### [Saved data entries]
▼

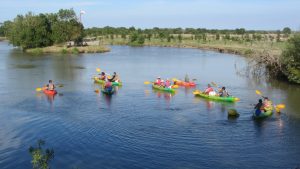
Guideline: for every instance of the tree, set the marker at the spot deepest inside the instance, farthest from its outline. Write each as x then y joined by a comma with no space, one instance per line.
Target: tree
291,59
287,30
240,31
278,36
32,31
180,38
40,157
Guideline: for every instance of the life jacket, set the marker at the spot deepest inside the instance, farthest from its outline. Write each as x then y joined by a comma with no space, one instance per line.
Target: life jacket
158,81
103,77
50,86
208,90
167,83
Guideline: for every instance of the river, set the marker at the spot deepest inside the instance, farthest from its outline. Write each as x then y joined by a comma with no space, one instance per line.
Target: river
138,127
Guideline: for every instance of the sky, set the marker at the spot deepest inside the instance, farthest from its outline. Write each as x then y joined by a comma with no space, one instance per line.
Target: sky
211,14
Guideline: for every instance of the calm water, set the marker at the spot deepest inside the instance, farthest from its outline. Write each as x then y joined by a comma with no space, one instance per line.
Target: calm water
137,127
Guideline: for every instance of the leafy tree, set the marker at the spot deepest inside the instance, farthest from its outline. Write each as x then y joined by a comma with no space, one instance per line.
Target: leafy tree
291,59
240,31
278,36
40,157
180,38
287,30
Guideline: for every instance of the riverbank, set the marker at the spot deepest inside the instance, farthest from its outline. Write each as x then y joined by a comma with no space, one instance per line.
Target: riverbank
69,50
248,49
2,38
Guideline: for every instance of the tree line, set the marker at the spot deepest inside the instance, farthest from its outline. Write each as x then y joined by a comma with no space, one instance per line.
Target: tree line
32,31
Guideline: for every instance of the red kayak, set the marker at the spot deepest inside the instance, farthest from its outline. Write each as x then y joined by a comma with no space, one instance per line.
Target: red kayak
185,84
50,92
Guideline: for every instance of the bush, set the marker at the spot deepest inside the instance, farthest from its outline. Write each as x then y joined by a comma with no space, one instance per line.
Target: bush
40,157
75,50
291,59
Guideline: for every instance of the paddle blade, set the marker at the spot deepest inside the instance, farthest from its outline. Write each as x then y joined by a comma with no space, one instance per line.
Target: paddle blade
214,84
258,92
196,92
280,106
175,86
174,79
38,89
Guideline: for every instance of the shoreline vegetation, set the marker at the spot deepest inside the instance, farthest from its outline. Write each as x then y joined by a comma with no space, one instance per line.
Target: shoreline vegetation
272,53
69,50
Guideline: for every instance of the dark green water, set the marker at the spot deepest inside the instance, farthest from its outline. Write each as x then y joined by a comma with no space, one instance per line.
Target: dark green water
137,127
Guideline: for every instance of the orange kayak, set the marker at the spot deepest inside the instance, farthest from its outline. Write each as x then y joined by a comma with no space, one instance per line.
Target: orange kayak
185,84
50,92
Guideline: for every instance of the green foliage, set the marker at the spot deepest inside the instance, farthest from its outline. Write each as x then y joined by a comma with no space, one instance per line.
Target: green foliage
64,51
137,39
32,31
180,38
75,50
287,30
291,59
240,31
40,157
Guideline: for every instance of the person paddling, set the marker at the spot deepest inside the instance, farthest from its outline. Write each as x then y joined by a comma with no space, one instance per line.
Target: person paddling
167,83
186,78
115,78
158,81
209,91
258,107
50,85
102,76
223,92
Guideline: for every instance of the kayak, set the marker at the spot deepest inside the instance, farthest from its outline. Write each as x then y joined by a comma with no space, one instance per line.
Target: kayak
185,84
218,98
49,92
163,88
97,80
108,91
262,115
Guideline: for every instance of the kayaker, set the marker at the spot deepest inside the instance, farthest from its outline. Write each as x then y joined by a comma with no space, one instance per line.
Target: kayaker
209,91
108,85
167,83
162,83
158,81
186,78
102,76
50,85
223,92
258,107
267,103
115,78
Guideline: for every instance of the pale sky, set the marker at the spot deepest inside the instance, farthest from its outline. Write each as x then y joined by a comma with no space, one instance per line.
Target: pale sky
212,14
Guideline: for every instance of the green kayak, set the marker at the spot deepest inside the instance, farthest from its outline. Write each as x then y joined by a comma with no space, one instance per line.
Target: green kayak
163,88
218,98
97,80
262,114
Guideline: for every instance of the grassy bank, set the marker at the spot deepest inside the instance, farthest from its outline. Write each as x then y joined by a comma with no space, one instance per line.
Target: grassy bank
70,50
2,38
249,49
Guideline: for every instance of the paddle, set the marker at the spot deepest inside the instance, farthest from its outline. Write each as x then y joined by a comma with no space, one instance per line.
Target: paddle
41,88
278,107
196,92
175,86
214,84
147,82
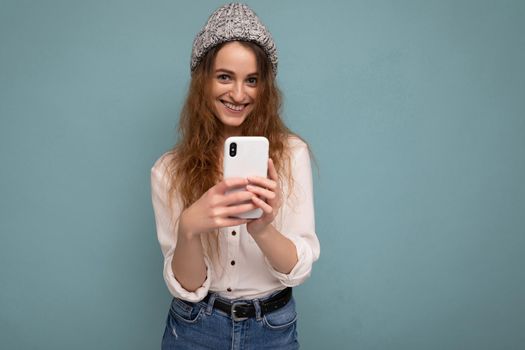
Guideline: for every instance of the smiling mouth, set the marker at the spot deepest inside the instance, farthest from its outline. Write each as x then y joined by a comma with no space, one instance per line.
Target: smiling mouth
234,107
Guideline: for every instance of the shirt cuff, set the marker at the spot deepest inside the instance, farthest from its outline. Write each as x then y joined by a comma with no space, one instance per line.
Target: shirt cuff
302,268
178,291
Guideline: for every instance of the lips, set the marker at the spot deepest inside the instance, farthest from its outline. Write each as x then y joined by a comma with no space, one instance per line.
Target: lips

▲
▼

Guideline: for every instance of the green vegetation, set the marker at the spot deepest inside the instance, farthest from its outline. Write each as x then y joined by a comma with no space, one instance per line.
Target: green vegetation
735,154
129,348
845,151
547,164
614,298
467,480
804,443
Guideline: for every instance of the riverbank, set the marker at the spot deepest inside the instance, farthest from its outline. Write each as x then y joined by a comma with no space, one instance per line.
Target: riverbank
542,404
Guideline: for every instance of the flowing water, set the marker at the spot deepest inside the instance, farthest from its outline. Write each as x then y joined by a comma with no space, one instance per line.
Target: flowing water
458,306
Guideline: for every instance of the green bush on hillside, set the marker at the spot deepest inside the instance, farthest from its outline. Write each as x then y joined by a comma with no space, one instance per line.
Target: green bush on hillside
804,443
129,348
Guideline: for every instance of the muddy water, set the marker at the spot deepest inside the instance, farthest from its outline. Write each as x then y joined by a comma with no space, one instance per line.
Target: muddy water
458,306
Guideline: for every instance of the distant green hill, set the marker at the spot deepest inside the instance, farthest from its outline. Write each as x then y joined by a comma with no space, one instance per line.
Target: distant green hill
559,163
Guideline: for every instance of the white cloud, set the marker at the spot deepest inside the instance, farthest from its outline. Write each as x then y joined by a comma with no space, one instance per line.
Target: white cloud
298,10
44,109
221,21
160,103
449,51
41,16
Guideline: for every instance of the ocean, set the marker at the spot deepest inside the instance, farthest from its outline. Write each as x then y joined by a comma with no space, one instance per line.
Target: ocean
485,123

▲

### [Required work]
Copy the lines starting with the line that contains "Guideline: for every instance of the grassy" and going on through the line that contains "Target: lips", both included, with no changes. Leave the pictures out of your copy.

### [Response to the task]
Guideline: for every instance of the grassy bank, set the marker at the spot deepest inside the instance, farthest from its outline. Write each as x then y joined by a comma with no space, one instance per line.
Target: grassy bank
70,50
2,38
249,49
Guideline: for every instance of the paddle, set the marker at the spot deepest inside the instance, farthest from its outline. Write each as x then y joined by a comma with no space, one instance per line.
Target: paddle
41,88
278,107
196,92
175,86
214,84
147,82
Guideline: for every instance of the smiling mouth, set the marker at the spot deepest inside the instance, farthest from its outline. Write each as x then y joined by a comma with no space, one instance per line.
Target: smiling mouth
234,107
Guideline: for every instance of the shirt cuff, set the marker at the spot deepest inside the instance, farthest from its outline. Write each as x then y joined by a comma with no space, one instance per line.
Target: shirt cuff
302,268
178,291
Guideline: for every instance of the lips, set the marker at the spot deepest inside the instance, farthest from its outline. Write each as x then y joined by a comma with no space, one instance per line.
Target: lips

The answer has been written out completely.